◆ Textauszug
====
Sonnengruß: Weiterführende Tipps und Variationen
- Wie eingangs erwähnt, gibt es keine festgeschriebene Sonnengrußabfolge, sondern viele verschiedene Abwandlungen. Schaue dir gerne auch andere Yogastile an und finde deine persönliche Lieblingsversion.
- Natürlich kannst du den Sonnengruß auch selbst abwandeln, wenn du bereits Erfahrung im Yoga sowie ein gutes Gespür für deinen Körper hast. So kannst du zum Beispiel gut die Kriegerposen mit einbringen oder den Sonnengruß generell als Basis für individuelle Yogaabfolgen nehmen.
- Du kannst den Sonnengruß so oft wiederholen, wie du möchtest. Eine sehr spezielle Praxis ist es, 108 Runden dieser Abfolge durchzuführen. Dafür brauchst du allerdings eine Menge Ausdauer und Kraft und gut zwei Stunden Zeit.
- Im herabschauenden Hund musst du übrigens keine fünf Atemzüge verbleiben. Du kannst hier auch nur drei Atemzüge verweilen oder direkt nach einem Atemzug in die nächste Pose gehen.
- Auf der anderen Seite kannst du den Sonnengruß aber auch so abwandeln, dass du in jeder einzelnen Pose für einige Atemzüge verweilst. So nimmst du das Tempo aus der Übung und intensivierst dafür die einzelnen Asanas.
- Wenn du bereits Erfahrung im Yoga hast und dein Rücken flexibel ist, kannst du anstelle der Kobra auch den heraufschauenden Hund praktizieren. Dazu legst du deinen Körper vorher nicht ab, und streckst die Arme voll durch, während du dich hochdrückst.
- Hast du eine sehr gut trainierte Oberkörpermuskulatur, so kannst du auch nach hinten und vorne springen, anstatt Schritt für Schritt zu gehen. Hierbei ist es äußerst wichtig, dass du kontrolliert springst und sanft landest. Du solltest auf keinen Fall hart auf dem Boden aufkommen, da dies die Gelenke belastet und zu Problemen in der Wirbelsäule und den Bandscheiben führen kann.
Sonnengruß: So wirkungsvoll ist die Yoga-Praxis
Der Sonnengruß stellt eine ausgewogene Praxis dar, deren Effekte weitreichend sind: Ob physische oder mentale Gesundheit – die Yoga-Abfolge hilft auf vielen Ebenen, was mittlerweile auch wissenschaftlich vielfach bestätigt wurde.
Laut einer Review aus dem International Journal of Pharmalogical Research, die sich auf eine Vielzahl wissenschaftlicher Untersuchungen sowie traditionelles Wissen aus Indien stützt, kann der Sonnengruß bei regelmäßiger Praxis:
- den Stoffwechsel verbessern
- das Muskel-Skelett-System stärken
- das Hormonsystem balancieren
- das Zentralnervensystem stärken
- den Urogenitaltrakt unterstützen
- das Verdauungssystem fördern
- den Körper revitalisieren
- den Geist beruhigen
- die Aufmerksamkeit erhöhen
- Stress vorbeugen
Des Weiteren liegen folgende Forschungsergebnisse im Detail vor:
- Forscher einer Studie von 2011 folgerten aus ihren Ergebnissen, dass die regelmäßige Praxis vom Sonnengruß ideal ist, um auf einem „optimalen Fitnesslevel“ zu bleiben.
====
◆ Rohdaten
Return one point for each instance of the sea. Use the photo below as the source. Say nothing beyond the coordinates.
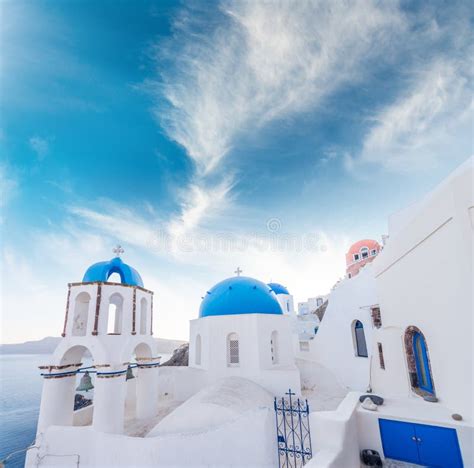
(20, 395)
====
◆ Arbeitsauftrag 1
Fasse den Absatz aus dem Text zum Sonnengruß, der mit „Hast du eine sehr gut trainierte Oberkörpermuskulatur“ beginnt, als kurze Stichpunktliste zusammen. Die wesentlichen Angaben sollen erhalten bleiben.
◆ Arbeitsauftrag 2
Beantworte bitte die folgenden Fragen zum Text zum Sonnengruß:
(a) Wie viele Runden umfasst die sehr spezielle Praxis, die der Text erwähnt?
(b) Welche Pose kann man laut Text anstelle der Kobra praktizieren?
(c) In welcher Fachzeitschrift erschien die genannte Review?
◆ Arbeitsauftrag 3
Führe den Text zum Sonnengruß nach seinem letzten Satz fort.

◆ Lösung 1
- Voraussetzung: sehr gut trainierte Oberkörpermuskulatur
- Variante: nach hinten und vorne springen statt Schritt für Schritt gehen
- Wichtig: kontrolliert springen und sanft landen
- Kein hartes Aufkommen auf dem Boden, da dies die Gelenke belastet und zu Problemen in Wirbelsäule und Bandscheiben führen kann

◆ Lösung 2
(a) 108 Runden
(b) Den heraufschauenden Hund
(c) Im International Journal of Pharmalogical Research

◆ Lösung 3
- Außerdem konnte eine indische Studie von 2016 zeigen, dass der Sonnengruß bei regelmäßiger Praxis gut geeignet zur Gewichtsabnahme bei Übergewicht ist.
- Eine Vergleichsstudie von 2011 kam zu dem Entschluss, dass die Surya Namaskar die Lungenfunktion, die Hände und die Herzgefäße stärkt. Wird die Abfolge schnell ausgeführt, hat sie einen ähnlichen Effekt wie Aerobic-Training.
- Eine amerikanische Studie von 2008 konnte anhand gesunder Erwachsener nachweisen, dass der Sonnengruß die Flexibilität in den Beinen steigert und die Oberkörpermuskulatur stärkt.
- Wie eine indische Studie mit Hochschulstudent:innen zeigte, führt die regelmäßige Praxis vom Sonnengruß nicht nur zur physischer Entspannung, sondern sie beruhigt auch den Geist und stimmt einen freudvoller, während Schläfrigkeit, Stress, Sorgen und negative Emotionen reduziert werden.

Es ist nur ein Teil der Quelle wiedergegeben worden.